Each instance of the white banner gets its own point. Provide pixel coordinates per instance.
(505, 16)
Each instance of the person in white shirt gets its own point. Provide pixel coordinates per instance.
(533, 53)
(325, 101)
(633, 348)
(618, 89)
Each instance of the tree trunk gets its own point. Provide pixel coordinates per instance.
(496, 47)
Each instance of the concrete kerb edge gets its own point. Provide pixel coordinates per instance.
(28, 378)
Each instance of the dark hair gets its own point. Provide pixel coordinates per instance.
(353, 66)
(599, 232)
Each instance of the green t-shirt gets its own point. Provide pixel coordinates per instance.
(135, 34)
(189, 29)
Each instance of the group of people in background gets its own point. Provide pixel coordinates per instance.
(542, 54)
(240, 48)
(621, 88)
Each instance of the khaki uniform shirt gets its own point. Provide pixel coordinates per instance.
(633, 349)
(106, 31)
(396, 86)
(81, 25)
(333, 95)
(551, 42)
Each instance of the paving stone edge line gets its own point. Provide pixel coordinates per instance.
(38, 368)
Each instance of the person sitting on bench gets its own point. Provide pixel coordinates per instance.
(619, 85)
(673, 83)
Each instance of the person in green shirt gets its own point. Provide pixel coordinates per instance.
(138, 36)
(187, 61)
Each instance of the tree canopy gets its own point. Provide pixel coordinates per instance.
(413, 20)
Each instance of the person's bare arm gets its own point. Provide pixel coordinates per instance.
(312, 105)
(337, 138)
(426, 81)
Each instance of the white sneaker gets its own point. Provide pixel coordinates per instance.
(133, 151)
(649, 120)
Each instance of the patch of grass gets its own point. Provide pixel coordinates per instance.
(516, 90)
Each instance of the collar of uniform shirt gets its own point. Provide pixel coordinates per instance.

- [Task directions]: Reproduce every entry above verbatim, in the same order, with no changes to wording or punctuation.

- [Solution]:
Each instance of the white banner gets its own point. Provide pixel coordinates per instance.
(505, 16)
Each instance of the person in white shirt gets its own point. Provide pixel coordinates per instance.
(533, 53)
(325, 101)
(633, 348)
(618, 89)
Each instance of the tree trunk gets its own point. Provide pixel coordinates per instance.
(496, 47)
Each instance of the concrete kerb edge gets its own point. Provide pixel coordinates per instance.
(28, 378)
Each instance of the dark hair gets its own point. Provide pixel coordinates per instance.
(353, 66)
(599, 232)
Each instance of the green t-shirt gets its own point. Provide pixel coordinates per instance.
(135, 34)
(189, 29)
Each instance of the group of people in background gets its own point. Provide pixel coordinates per instance.
(542, 54)
(240, 48)
(621, 88)
Each instance of the khaki uniform shirt gets its own point. Provide pixel coordinates per instance.
(633, 349)
(106, 31)
(396, 86)
(81, 25)
(333, 95)
(551, 42)
Each instance of the paving stone edge line gets its own point. Provide pixel coordinates per instance.
(38, 368)
Each instance of the person sitting on bench gets its own point. Provide pixel coordinates per instance.
(619, 85)
(673, 83)
Each instance of the person in green shirt gets its own point. Provide pixel coordinates per instance.
(138, 36)
(187, 61)
Each instance of the tree canopy gets its own point. Provide pixel coordinates per instance.
(413, 20)
Each instance of the person's bare arm gets its own point. Provide pixel coordinates per instance.
(312, 105)
(337, 138)
(426, 81)
Each instance of the white sneaker gets its own point. Provide pixel coordinates per instance.
(133, 151)
(649, 120)
Each instance of the patch of grass gets its own point. Provide pixel coordinates per instance.
(516, 90)
Each instance of the collar of uniform shirt gets its own point. Provide pixel coordinates per instance.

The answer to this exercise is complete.